Problem to solve =
Retype the listing without any alteration.

---------------

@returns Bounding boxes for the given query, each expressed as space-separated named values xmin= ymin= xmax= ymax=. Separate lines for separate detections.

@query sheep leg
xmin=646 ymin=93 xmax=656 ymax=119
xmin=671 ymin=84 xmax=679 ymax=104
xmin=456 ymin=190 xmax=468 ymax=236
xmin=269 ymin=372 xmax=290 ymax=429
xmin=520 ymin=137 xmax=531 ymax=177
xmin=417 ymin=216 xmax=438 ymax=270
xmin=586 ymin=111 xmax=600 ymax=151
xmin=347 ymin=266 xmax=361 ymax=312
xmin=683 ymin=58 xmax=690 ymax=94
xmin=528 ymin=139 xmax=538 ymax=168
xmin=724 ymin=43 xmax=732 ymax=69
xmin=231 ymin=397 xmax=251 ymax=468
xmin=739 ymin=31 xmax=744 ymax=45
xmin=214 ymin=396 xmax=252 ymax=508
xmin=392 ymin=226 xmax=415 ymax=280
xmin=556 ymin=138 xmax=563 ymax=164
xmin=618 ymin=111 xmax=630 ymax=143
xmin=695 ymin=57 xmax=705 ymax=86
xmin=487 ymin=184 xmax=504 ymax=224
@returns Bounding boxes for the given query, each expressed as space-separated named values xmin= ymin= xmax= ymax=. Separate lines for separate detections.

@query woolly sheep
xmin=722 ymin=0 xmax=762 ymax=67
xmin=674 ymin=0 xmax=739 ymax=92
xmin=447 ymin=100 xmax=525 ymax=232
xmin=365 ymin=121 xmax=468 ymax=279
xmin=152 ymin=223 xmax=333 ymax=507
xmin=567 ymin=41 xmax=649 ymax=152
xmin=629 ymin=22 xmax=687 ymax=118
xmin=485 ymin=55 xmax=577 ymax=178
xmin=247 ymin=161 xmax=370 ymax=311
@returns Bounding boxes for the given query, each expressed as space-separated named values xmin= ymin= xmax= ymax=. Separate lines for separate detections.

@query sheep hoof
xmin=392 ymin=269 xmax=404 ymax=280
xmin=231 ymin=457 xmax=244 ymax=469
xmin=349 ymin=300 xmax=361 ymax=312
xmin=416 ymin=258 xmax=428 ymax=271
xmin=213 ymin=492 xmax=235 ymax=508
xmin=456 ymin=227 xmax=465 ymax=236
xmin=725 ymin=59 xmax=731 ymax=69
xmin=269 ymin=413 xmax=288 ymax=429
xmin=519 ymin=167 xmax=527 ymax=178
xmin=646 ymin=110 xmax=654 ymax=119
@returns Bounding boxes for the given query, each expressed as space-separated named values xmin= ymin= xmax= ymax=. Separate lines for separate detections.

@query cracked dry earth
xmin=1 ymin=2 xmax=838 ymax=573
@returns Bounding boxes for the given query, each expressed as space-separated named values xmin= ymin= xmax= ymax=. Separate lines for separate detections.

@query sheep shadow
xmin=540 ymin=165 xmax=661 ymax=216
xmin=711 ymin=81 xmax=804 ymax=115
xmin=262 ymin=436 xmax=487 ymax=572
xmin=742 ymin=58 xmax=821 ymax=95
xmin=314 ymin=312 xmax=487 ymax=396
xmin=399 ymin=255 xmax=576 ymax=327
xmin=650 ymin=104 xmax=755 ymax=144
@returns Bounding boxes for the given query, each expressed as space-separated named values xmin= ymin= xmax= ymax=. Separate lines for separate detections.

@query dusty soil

---------------

Solution to this exercise =
@returns Bounding boxes for the given query, each expressed as space-separated named values xmin= ymin= xmax= ymax=. Separate lines for separate detections.

@query sheep leg
xmin=646 ymin=93 xmax=656 ymax=119
xmin=671 ymin=84 xmax=679 ymax=104
xmin=456 ymin=190 xmax=468 ymax=236
xmin=269 ymin=372 xmax=290 ymax=429
xmin=520 ymin=137 xmax=531 ymax=177
xmin=417 ymin=216 xmax=438 ymax=270
xmin=586 ymin=111 xmax=600 ymax=151
xmin=347 ymin=266 xmax=361 ymax=312
xmin=683 ymin=58 xmax=690 ymax=94
xmin=528 ymin=139 xmax=538 ymax=168
xmin=724 ymin=43 xmax=732 ymax=69
xmin=231 ymin=397 xmax=251 ymax=468
xmin=739 ymin=31 xmax=744 ymax=45
xmin=214 ymin=396 xmax=252 ymax=508
xmin=392 ymin=226 xmax=415 ymax=280
xmin=556 ymin=138 xmax=563 ymax=164
xmin=618 ymin=111 xmax=630 ymax=143
xmin=695 ymin=57 xmax=705 ymax=86
xmin=487 ymin=184 xmax=504 ymax=224
@returns Bounding boxes for the given query, each expressed as space-separated named values xmin= ymin= xmax= ymax=. Separate lines for separate detections.

@query woolly sheep
xmin=722 ymin=0 xmax=762 ymax=67
xmin=674 ymin=0 xmax=739 ymax=92
xmin=447 ymin=100 xmax=525 ymax=232
xmin=365 ymin=121 xmax=468 ymax=279
xmin=152 ymin=223 xmax=333 ymax=507
xmin=567 ymin=41 xmax=649 ymax=152
xmin=629 ymin=22 xmax=687 ymax=118
xmin=485 ymin=55 xmax=577 ymax=178
xmin=247 ymin=161 xmax=370 ymax=311
@returns Bounding boxes for the given query, each expressed as space-separated named values xmin= ymin= xmax= ymax=. Separate lines for separate detections.

@query sheep hoof
xmin=392 ymin=269 xmax=404 ymax=280
xmin=231 ymin=457 xmax=244 ymax=469
xmin=349 ymin=300 xmax=361 ymax=312
xmin=416 ymin=258 xmax=428 ymax=271
xmin=213 ymin=492 xmax=235 ymax=508
xmin=456 ymin=227 xmax=465 ymax=236
xmin=725 ymin=59 xmax=731 ymax=69
xmin=269 ymin=413 xmax=288 ymax=429
xmin=519 ymin=167 xmax=527 ymax=178
xmin=646 ymin=110 xmax=654 ymax=119
@returns Bounding boxes for the given query, each expressed as space-separated named values xmin= ymin= xmax= ymax=. Separate lines for separate detections.

@query cracked dry earth
xmin=1 ymin=2 xmax=838 ymax=573
@returns Bounding boxes for the given query, each expressed as space-separated named values xmin= ymin= xmax= ymax=. Separate lines for separate detections.

@query sheep shadow
xmin=540 ymin=165 xmax=661 ymax=216
xmin=711 ymin=81 xmax=804 ymax=115
xmin=262 ymin=436 xmax=487 ymax=572
xmin=742 ymin=58 xmax=821 ymax=95
xmin=314 ymin=312 xmax=487 ymax=396
xmin=399 ymin=255 xmax=576 ymax=327
xmin=650 ymin=104 xmax=755 ymax=144
@returns Bounding boxes for the given query, each expressed as space-separated named values xmin= ymin= xmax= ymax=. Separate lines for separate detections.

@query dusty soil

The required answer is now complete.